Please rewrite the entries below, substituting "I would be grateful" for every "I would be thankful" and leaving all other wording unchanged.

-- start --

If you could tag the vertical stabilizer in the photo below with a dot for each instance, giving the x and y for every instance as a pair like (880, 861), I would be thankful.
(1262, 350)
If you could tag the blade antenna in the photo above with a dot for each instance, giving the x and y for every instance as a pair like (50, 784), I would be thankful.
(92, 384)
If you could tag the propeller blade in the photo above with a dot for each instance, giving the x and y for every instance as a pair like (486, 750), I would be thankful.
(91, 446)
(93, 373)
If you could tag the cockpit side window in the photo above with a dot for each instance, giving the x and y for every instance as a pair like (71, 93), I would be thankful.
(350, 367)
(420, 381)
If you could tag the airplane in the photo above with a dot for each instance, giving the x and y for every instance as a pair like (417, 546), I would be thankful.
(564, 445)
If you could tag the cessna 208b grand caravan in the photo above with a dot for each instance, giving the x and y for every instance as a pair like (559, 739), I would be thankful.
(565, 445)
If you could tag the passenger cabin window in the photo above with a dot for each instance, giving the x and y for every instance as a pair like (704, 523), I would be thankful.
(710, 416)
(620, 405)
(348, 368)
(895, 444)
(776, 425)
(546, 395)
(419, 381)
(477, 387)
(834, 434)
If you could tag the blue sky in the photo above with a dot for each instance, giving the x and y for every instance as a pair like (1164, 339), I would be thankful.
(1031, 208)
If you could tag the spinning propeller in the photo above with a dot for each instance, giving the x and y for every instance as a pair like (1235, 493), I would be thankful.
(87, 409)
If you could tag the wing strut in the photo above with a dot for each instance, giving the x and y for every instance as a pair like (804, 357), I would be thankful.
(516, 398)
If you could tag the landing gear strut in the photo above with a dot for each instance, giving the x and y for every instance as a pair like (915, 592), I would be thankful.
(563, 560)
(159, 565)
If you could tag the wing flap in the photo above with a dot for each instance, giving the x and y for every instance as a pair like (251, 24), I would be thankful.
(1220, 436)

-- end --

▸ **Completed task**:
If you could tag the vertical stabilizer in the photo below with a dot for each instance, giving the x and y for every instance as a pair like (880, 861), I would be grateful.
(1262, 350)
If you could tag the blade antenna in the photo above with a dot for each instance, giving the x and y for every instance as a pair like (50, 784), I would be grateful.
(92, 384)
If you could tag the propeller blade in the photo above with a dot for each instance, giving the x and y for every instance as a pair like (486, 750), I would be grateful.
(91, 446)
(93, 373)
If you could tag the cockpit side window in the photo above with a dot for each instance, giving the x and y for every instance as a pair like (71, 93), I would be grateful.
(350, 367)
(420, 381)
If you could tag the airplane in the photo above with a dot for each instance, giving the x and y for every instance as a pair like (417, 546), I would be grateful.
(564, 445)
If you could tag the cessna 208b grand caravan in the photo above with a dot for each instance, giving the x and y for every instance as a pair like (559, 739), I would be grateful.
(565, 445)
If you could tag the passenger cabin window in the photo above with a dot for each instance, giving the x and y for every instance as a pair like (704, 523), I would be grateful.
(710, 416)
(620, 405)
(348, 368)
(895, 444)
(776, 425)
(546, 395)
(419, 381)
(477, 387)
(834, 434)
If you could tag the blue sky in the photo above with a dot for each instance, giving the x and y for every instance as a pair like (1164, 339), I would be grateful.
(1031, 208)
If you could tag the spinning propeller in the photo above with a dot for each instance, giving the x and y for every instance as a pair like (1235, 493), I would be grateful.
(87, 409)
If you could tag the wing strut in the photo above with a dot for each instance, giving the x and y for every instance as a pair like (804, 357), I would be grateful.
(516, 398)
If you could tag the landing gear strut in the photo above with a dot for each instance, giving the x and y for every instance as a pair like (915, 592), I would be grateful.
(563, 560)
(159, 565)
If you could tag the wing flap in the photo above with a dot for each instance, giving the x and y for every instance as a pair like (251, 24), I would be grateful.
(1220, 436)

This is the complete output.